● **DATASET RECORDS**
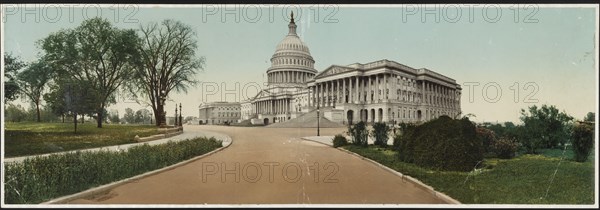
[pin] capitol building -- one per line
(379, 91)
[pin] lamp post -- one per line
(318, 121)
(163, 117)
(180, 117)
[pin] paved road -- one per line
(265, 162)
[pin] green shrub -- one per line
(582, 140)
(339, 140)
(405, 130)
(38, 179)
(380, 133)
(359, 133)
(504, 147)
(442, 144)
(487, 137)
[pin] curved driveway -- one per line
(261, 167)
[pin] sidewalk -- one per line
(188, 133)
(328, 140)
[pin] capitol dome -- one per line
(291, 63)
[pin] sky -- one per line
(505, 57)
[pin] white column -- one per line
(385, 87)
(316, 94)
(377, 89)
(355, 98)
(344, 90)
(369, 89)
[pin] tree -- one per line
(69, 96)
(590, 117)
(12, 65)
(544, 127)
(129, 116)
(97, 53)
(142, 116)
(113, 116)
(32, 82)
(14, 113)
(583, 141)
(169, 62)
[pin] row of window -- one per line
(228, 108)
(228, 114)
(288, 61)
(294, 47)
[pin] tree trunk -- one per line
(38, 111)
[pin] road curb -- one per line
(157, 136)
(109, 186)
(410, 179)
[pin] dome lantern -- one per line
(292, 26)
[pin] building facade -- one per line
(218, 113)
(379, 91)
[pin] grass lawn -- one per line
(30, 138)
(522, 180)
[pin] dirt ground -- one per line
(270, 166)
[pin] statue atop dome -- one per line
(292, 26)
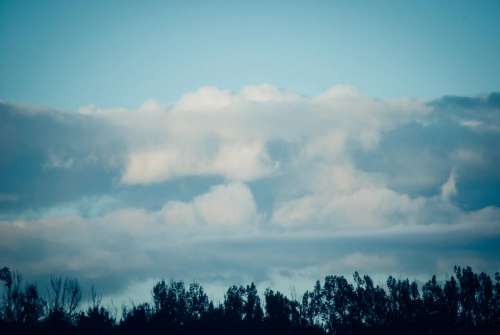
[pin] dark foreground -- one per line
(466, 303)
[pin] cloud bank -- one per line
(262, 184)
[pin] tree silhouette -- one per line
(465, 303)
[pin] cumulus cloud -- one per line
(347, 181)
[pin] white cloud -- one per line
(449, 188)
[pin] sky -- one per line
(227, 142)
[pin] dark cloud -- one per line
(50, 157)
(344, 193)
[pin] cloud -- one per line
(449, 189)
(224, 205)
(261, 184)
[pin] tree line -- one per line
(465, 303)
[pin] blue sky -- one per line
(228, 142)
(67, 54)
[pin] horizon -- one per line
(229, 142)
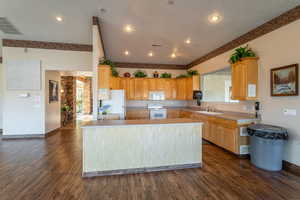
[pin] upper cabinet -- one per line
(104, 76)
(245, 79)
(139, 88)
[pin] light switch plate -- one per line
(290, 112)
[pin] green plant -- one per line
(182, 76)
(166, 75)
(192, 72)
(139, 74)
(112, 65)
(242, 52)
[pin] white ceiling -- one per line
(154, 21)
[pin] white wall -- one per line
(150, 72)
(278, 48)
(52, 114)
(98, 53)
(23, 116)
(1, 95)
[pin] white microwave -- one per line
(156, 95)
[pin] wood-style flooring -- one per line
(51, 169)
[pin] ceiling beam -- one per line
(47, 45)
(97, 23)
(150, 66)
(276, 23)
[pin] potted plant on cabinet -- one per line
(240, 53)
(112, 65)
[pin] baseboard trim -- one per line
(30, 136)
(140, 170)
(290, 167)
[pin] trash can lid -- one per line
(268, 131)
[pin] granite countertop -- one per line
(101, 123)
(240, 117)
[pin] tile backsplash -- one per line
(242, 106)
(172, 103)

● **EXERCISE DETAILS**
Quote exactly the lines from the one that contains "[pin] cloud -- one per line" through the end of the listing above, both ends included, leaving out the pictures.

● **EXERCISE RESPONSE**
[pin] cloud -- one per line
(449, 189)
(224, 205)
(261, 184)
[pin] tree line -- one per line
(465, 303)
[pin] blue sky -- one per line
(228, 142)
(67, 54)
[pin] horizon -- one per line
(229, 142)
[pin] upper cabinet -- one per line
(104, 76)
(245, 79)
(139, 88)
[pin] light switch plate -- one per line
(290, 112)
[pin] green plant -- one per line
(182, 76)
(166, 75)
(192, 72)
(139, 74)
(112, 65)
(242, 52)
[pin] white ceiling -- one per line
(154, 21)
[pin] white wall -- one per line
(150, 72)
(278, 48)
(52, 114)
(98, 53)
(23, 116)
(1, 95)
[pin] white microwave -- one per line
(156, 95)
[pin] wood-style flooring -- one per line
(51, 169)
[pin] ceiling beam -- one per line
(47, 45)
(97, 23)
(150, 66)
(276, 23)
[pin] potted plant on cabinet -- one per line
(240, 53)
(112, 65)
[pin] baseboard trim -- one per line
(30, 136)
(140, 170)
(290, 167)
[pin] trash can lid -- one per line
(268, 131)
[pin] granite countertop -- one per line
(101, 123)
(240, 117)
[pin] tile backsplash -- one per line
(242, 106)
(172, 103)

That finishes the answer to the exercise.